---------- Supplied material

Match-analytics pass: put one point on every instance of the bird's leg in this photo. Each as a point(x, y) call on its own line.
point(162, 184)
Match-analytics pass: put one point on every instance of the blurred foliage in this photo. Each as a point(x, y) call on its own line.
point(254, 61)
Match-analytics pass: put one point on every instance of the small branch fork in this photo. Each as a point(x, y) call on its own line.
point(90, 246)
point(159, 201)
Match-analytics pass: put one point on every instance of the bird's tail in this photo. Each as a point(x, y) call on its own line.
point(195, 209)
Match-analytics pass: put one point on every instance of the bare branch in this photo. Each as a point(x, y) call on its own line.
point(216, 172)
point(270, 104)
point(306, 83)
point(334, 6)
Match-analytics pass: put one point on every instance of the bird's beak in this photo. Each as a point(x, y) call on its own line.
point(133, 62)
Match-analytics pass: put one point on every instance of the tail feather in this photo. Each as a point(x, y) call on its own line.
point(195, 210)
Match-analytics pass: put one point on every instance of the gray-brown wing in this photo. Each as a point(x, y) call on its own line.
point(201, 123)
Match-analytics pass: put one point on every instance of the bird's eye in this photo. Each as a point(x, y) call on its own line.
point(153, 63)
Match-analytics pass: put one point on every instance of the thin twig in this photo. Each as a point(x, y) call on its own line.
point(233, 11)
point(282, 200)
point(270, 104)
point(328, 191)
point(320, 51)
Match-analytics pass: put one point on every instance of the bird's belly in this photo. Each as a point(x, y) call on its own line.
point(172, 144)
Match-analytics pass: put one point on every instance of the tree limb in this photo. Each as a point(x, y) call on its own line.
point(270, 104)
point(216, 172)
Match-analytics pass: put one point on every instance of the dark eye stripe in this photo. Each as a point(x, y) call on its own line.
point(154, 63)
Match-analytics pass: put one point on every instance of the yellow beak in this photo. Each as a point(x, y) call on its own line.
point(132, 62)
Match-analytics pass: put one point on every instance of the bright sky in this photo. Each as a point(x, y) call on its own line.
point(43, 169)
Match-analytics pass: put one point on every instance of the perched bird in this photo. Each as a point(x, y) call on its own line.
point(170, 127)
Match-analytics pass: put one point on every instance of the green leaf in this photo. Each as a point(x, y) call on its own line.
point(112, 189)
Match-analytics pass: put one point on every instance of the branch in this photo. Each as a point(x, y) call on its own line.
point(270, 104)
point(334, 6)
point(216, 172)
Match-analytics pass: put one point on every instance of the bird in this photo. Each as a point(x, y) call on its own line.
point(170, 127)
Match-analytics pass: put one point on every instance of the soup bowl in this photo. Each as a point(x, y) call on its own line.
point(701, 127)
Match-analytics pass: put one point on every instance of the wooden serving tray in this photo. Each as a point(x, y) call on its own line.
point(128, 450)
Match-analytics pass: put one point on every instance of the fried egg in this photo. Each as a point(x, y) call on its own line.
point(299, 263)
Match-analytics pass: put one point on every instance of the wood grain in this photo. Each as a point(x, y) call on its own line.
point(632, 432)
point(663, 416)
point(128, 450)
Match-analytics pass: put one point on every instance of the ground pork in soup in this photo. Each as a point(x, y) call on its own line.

--------------------

> _What is expected_: Restate every entry word for word.

> _Result below_:
Match-analytics pass: put one point on every instance of the bird's leg in this photo. Each as a point(x, y) call on its own line.
point(162, 184)
Match-analytics pass: put one point on every instance of the blurred foliage in this photo. Each as a point(x, y) call on its own line.
point(254, 61)
Match-analytics pass: put one point on every instance of the small branch fork in this photo. Each as a point(x, y) call on its own line.
point(90, 246)
point(159, 201)
Match-analytics pass: put one point on every instance of the bird's tail in this photo. Each as a point(x, y) call on its own line.
point(195, 209)
Match-analytics pass: put one point on every instance of the bare branch in this photo. Each as a point(x, y) call on its own line.
point(216, 172)
point(270, 104)
point(306, 83)
point(334, 6)
Match-analytics pass: put one point on every instance of the bird's beak in this photo. Each as a point(x, y) call on its own line.
point(133, 62)
Match-analytics pass: put one point on every instance of the tail feather in this photo. Each as a point(x, y) call on its own line.
point(195, 210)
Match-analytics pass: put one point on every instance of the gray-brown wing in this photo. Each as a point(x, y) call on its own line.
point(201, 123)
Match-analytics pass: put one point on every instance of the bird's eye in this photo. Each as a point(x, y) call on its own line.
point(153, 63)
Match-analytics pass: put one point on every instance of the thin twig in this photo. Each as a point(x, y) call on its own line.
point(233, 11)
point(282, 200)
point(270, 104)
point(328, 191)
point(320, 51)
Match-analytics pass: put one point on every instance of the bird's belly in this photo. Each as a point(x, y) call on its own line.
point(172, 144)
Match-analytics pass: put one point on every instance of the tree limb in this photo. Each as a point(x, y) call on its own line.
point(270, 104)
point(216, 172)
Match-analytics pass: put one point on every instance of the dark eye stripe in this photo. Each as a point(x, y) call on its own line.
point(154, 63)
Match-analytics pass: put one point on every instance of the yellow beak in this photo. Each as a point(x, y) call on its own line.
point(132, 62)
Match-analytics pass: put one point on every instance of the bright sky in this photo. Each as a point(x, y) call on its own line.
point(43, 169)
Match-analytics pass: put one point on every instance of the perched bird in this photo. Each as a point(x, y) call on its own line.
point(170, 127)
Match-analytics pass: put one point on every instance of the green leaf in this photo. Each as a point(x, y) call on its own line.
point(112, 189)
Match-analytics pass: put one point on every instance of the branch in this photo. Each as a point(x, y) call on its own line.
point(270, 104)
point(334, 6)
point(216, 172)
Match-analytics pass: put one point on every instance of the bird in this photo. Each as a point(x, y) call on its own line.
point(170, 127)
Match-analytics pass: put one point on every instance of the soup bowl in this photo. Each as a point(x, y) call on its own line.
point(701, 127)
Match-analytics pass: put one point on every instance of the wooden serving tray in this photo. Each as a point(x, y) call on its own line.
point(128, 450)
Match-analytics pass: put one point on every instance of the fried egg in this photo. Each as a point(x, y) call on its own line.
point(299, 263)
Match-analytics pass: put one point on every instance of the wood grain in this photo. Each as a point(x, y) call on its own line.
point(632, 432)
point(663, 416)
point(128, 450)
Match-analytics pass: put one point on every instance of the ground pork in soup in this photo. Each as a point(x, y) call on its own line.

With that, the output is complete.